## Things to do
A: In the forum thread, which two functions does the third-party Bar class provide?
B: Rewrite the part of the forum thread starting at "Foo() : ptr_(create(), destroy)" and ending at "already a deleter.", putting "wrapper function" in place of "lambda".

──────── Excerpt to read ────────

185

I have a class with a unique_ptr member.

class Foo {
private:
    std::unique_ptr<Bar> bar;
    ...
};

The Bar is a third party class that has a create() function and a destroy() function.

If I wanted to use a std::unique_ptr with it in a stand alone function I could do:

void foo() {
    std::unique_ptr<Bar, void(*)(Bar*)> bar(create(), [](Bar* b){ destroy(b); });
    ...
}

Is there a way to do this with std::unique_ptr as a member of a class?

10 Answers 10

177

Assuming that create and destroy are free functions (which seems to be the case from the OP's code snippet) with the following signatures:

Bar* create();
void destroy(Bar*);

You can write your class Foo like this

class Foo {

    std::unique_ptr<Bar, void(*)(Bar*)> ptr_;

    // ...

public:

    Foo() : ptr_(create(), destroy) { /* ... */ }

    // ...
};

Notice that you don't need to write any lambda or custom deleter here because destroy is already a deleter.

──────── Listed entries ────────

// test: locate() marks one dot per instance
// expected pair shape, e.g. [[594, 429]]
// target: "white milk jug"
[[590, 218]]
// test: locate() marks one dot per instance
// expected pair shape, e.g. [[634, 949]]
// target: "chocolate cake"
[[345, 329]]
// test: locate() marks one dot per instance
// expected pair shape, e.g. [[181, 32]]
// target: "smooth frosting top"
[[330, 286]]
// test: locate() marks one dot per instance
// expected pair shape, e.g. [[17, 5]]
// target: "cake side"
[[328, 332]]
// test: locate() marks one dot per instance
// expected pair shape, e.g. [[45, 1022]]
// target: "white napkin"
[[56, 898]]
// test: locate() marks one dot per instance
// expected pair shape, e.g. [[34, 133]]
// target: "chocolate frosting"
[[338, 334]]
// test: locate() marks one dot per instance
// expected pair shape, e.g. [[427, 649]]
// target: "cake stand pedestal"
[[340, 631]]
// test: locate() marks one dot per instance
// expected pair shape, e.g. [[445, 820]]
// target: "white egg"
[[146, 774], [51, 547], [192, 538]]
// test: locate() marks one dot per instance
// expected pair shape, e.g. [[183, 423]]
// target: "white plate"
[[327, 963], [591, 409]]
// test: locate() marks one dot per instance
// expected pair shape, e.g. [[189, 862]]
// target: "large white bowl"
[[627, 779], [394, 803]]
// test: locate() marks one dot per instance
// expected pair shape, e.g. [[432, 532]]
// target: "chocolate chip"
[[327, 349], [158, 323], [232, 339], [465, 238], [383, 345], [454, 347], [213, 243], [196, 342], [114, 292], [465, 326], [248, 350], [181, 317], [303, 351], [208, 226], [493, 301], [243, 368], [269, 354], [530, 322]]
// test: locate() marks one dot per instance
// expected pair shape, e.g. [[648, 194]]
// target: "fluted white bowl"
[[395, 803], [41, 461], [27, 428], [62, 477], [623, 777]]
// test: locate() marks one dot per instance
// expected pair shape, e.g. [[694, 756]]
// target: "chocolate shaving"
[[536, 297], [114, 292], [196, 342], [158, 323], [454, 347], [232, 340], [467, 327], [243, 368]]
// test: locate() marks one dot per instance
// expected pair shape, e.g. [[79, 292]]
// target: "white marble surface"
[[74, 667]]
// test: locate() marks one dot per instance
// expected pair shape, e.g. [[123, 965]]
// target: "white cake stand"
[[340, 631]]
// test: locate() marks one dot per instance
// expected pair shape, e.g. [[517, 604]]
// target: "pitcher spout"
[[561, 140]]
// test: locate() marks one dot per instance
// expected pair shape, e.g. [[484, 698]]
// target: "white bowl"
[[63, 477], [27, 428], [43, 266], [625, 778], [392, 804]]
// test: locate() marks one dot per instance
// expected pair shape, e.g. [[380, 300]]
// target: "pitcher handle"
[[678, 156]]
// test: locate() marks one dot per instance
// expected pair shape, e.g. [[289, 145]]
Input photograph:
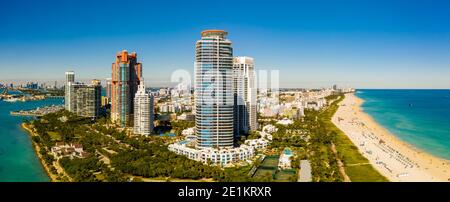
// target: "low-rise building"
[[285, 159], [61, 150]]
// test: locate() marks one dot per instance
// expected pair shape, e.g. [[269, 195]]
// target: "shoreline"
[[36, 148], [395, 159]]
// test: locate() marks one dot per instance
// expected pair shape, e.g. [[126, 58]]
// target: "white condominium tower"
[[244, 95], [214, 91], [143, 111], [69, 98]]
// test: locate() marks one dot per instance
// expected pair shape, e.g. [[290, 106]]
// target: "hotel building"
[[143, 111], [69, 92], [83, 100], [245, 117], [213, 96], [126, 76], [88, 99]]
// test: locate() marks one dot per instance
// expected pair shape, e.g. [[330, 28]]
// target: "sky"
[[362, 44]]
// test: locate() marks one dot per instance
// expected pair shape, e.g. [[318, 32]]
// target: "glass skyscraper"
[[245, 95], [214, 101], [126, 76]]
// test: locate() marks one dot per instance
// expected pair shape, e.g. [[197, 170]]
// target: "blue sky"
[[364, 44]]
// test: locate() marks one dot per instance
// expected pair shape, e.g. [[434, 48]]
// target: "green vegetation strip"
[[348, 152]]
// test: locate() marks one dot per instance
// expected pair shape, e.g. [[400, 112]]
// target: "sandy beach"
[[393, 158]]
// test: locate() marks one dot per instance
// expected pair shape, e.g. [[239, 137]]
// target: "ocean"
[[419, 117], [18, 162]]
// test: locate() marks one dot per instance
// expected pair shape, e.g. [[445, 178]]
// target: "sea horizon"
[[415, 116]]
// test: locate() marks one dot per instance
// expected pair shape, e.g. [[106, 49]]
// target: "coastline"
[[392, 157], [52, 177]]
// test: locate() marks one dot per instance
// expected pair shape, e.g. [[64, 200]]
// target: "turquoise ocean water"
[[418, 117], [18, 162]]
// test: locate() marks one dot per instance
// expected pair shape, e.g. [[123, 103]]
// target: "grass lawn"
[[284, 175], [55, 136]]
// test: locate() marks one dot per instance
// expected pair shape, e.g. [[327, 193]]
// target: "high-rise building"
[[213, 90], [126, 76], [70, 77], [245, 117], [69, 98], [88, 99], [143, 111], [108, 88], [83, 100]]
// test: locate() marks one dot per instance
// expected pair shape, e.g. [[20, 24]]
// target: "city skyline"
[[312, 44]]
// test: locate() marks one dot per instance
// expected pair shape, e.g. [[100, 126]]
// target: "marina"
[[40, 111]]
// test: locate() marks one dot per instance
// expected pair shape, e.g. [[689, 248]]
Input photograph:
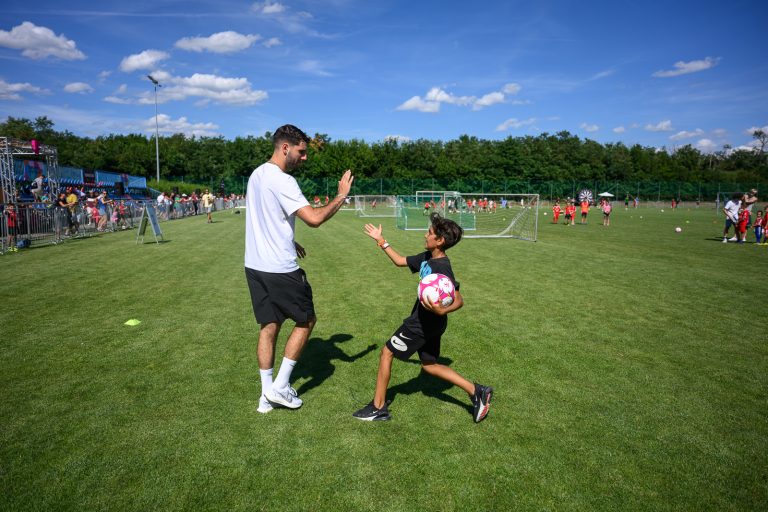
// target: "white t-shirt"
[[732, 209], [272, 199]]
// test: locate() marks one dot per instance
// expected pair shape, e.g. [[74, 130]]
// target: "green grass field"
[[630, 365]]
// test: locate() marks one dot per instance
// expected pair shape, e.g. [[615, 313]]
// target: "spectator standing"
[[556, 212], [11, 222], [208, 205], [72, 201], [37, 187], [195, 200], [759, 224], [278, 286]]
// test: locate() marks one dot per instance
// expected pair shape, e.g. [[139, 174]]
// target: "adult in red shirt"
[[556, 213], [584, 211]]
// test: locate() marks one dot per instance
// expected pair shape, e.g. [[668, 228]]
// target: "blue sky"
[[661, 74]]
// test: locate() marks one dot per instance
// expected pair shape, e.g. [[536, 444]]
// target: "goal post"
[[481, 215], [375, 206]]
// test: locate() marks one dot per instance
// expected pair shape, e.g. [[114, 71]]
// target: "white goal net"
[[480, 215], [376, 206]]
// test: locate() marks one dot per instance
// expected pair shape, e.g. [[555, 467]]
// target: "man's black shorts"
[[276, 297], [405, 342]]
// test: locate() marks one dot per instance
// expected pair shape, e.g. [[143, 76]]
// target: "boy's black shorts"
[[405, 342], [276, 297]]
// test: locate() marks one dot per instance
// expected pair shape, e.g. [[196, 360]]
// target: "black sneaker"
[[371, 413], [481, 402]]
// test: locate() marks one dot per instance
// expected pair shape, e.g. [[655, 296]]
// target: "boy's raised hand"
[[373, 231]]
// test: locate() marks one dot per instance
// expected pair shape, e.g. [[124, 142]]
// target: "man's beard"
[[292, 163]]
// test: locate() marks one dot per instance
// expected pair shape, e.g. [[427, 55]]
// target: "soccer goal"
[[480, 215], [375, 206]]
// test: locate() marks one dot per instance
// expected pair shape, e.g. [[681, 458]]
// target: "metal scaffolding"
[[15, 148]]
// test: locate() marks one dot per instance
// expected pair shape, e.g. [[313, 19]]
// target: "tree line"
[[561, 156]]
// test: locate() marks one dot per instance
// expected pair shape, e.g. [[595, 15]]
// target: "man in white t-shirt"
[[37, 187], [731, 211], [278, 286]]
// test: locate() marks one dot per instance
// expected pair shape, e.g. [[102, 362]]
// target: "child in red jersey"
[[556, 213], [741, 228], [570, 214]]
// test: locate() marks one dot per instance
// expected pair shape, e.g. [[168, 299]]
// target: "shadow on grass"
[[316, 360], [428, 385]]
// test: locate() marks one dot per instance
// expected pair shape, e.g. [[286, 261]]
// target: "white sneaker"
[[264, 405], [287, 398]]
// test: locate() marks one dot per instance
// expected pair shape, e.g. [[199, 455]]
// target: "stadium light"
[[157, 129]]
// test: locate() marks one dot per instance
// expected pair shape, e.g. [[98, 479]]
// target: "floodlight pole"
[[156, 84]]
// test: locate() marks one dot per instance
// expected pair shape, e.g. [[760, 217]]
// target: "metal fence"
[[34, 224], [655, 191]]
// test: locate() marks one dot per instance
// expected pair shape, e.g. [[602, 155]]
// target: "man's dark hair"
[[290, 134], [446, 229]]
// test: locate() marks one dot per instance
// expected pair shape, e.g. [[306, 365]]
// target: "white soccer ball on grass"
[[438, 288]]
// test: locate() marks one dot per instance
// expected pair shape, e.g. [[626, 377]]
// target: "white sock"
[[284, 375], [266, 380]]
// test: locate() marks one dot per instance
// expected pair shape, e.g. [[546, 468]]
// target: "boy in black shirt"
[[422, 330]]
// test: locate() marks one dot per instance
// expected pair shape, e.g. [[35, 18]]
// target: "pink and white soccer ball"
[[439, 288]]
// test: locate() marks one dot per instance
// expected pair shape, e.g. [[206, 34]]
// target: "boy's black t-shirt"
[[422, 321]]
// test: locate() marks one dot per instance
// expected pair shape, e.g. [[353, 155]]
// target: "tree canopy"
[[560, 156]]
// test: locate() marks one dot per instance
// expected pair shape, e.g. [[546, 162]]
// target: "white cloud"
[[221, 42], [602, 74], [750, 131], [514, 124], [698, 132], [11, 91], [230, 91], [683, 68], [40, 42], [181, 125], [397, 138], [663, 126], [416, 103], [706, 145], [268, 7], [78, 87], [313, 67], [117, 100], [147, 59], [488, 100], [436, 95], [161, 76]]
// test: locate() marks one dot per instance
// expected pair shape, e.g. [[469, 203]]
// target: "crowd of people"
[[175, 205], [738, 214]]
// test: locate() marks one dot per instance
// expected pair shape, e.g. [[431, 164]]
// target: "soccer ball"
[[438, 288]]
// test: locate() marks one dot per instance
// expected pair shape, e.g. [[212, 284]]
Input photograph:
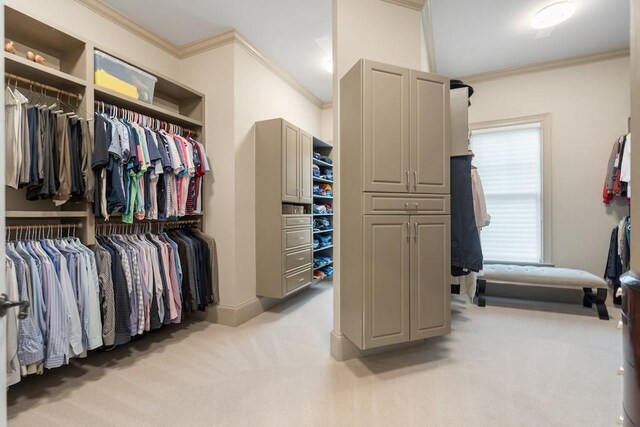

────────

## Replies
A: A create() function and a destroy() function.

B:
Foo() : ptr_(create(), destroy) { /* ... */ }

    // ...
};

Notice that you don't need to write any wrapper function or custom deleter here because destroy is already a deleter.